— Extract to read —
+ + + + + + +

The Great Piglet Relocation: A Comedy of Errors
After days of carefully monitoring their antics inside the barn, today was moving day for the most mischievous residents of Worth the Wait Farm: Muddy McSnout, Hogatha Christie, Bacon Bits, and Porkchop Houdini. These four pint-sized rascals, each with their own distinct talent for trouble, were finally ready to relocate to their new field—a spacious area where they could dig, root, and plot fresh chaos.
Armed with a sort board and unwavering optimism, the plan seemed simple: guide them gently down the path, let them explore their new home, and then watch them settle in with minimal fuss.
Spoiler alert: That did not happen.
625 Feet of Determination (and Stubbornness)
The journey started off well enough. Muddy McSnout led the way, thrilled at the opportunity to discover new puddles. Hogatha Christie was suspicious but willing to go along, probably analyzing escape routes along the way. Bacon Bits followed, running in unpredictable zigzags, making it clear that “following directions” was not his strong suit. And Porkchop Houdini? Well, we expected some trickery, but today’s standout performance came from... one very determined piglet.

+ + + + + + +

Records:
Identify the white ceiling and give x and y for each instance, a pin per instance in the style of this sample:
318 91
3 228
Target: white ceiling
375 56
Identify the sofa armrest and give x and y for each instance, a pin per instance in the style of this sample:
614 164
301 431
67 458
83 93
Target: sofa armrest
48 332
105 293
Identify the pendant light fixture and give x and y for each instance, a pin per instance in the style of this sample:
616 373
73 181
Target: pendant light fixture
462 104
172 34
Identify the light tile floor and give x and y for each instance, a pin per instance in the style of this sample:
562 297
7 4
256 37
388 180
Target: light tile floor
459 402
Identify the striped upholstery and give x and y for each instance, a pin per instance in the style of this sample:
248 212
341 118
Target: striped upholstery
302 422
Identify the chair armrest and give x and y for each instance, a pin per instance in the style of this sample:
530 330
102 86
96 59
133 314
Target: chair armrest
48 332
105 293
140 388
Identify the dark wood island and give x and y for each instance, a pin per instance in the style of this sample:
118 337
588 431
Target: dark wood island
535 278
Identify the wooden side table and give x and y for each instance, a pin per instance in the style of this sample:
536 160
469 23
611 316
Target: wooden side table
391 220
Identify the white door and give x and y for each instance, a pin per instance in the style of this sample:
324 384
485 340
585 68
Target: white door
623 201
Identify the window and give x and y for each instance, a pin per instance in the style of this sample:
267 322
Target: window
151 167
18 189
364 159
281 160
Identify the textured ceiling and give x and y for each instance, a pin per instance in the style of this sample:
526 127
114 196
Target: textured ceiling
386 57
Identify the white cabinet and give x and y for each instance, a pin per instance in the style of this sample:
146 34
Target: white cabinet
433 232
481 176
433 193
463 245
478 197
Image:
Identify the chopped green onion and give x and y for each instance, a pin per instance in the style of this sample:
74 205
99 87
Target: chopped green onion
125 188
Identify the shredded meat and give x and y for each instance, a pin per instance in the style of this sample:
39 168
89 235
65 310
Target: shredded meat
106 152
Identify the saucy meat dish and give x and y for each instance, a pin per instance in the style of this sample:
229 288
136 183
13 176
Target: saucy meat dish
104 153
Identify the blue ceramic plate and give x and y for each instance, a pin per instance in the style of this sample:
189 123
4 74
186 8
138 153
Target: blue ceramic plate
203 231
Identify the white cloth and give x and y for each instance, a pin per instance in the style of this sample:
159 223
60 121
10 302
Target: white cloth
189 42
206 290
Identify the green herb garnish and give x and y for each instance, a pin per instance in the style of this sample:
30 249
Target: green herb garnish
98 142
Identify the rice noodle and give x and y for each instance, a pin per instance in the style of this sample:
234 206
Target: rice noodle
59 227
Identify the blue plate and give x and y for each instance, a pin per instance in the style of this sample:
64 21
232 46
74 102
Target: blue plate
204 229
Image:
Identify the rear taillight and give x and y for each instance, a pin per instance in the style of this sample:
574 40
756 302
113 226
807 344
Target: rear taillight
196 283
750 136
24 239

+ + + + + + +

— Your tasks —
#1 Decide whether each statement agrees with the piglet story. Answer yes or no for each and quote the words that decide it.
(a) Muddy McSnout led the way.
(b) Hogatha Christie was eager and trusting about the move.
(c) The piglets settled in with minimal fuss.
#2 Write out the piglet story word for word from "Armed with a" to "with minimal fuss.".
#3 In the piglet story, which piglet ran in unpredictable zigzags?

— Task results —
#1
(a) Yes: "Muddy McSnout led the way, thrilled at the opportunity to discover new puddles."
(b) No: "Hogatha Christie was suspicious but willing to go along."
(c) No: "Spoiler alert: That did not happen."

#2
Armed with a sort board and unwavering optimism, the plan seemed simple: guide them gently down the path, let them explore their new home, and then watch them settle in with minimal fuss.

#3 Bacon Bits.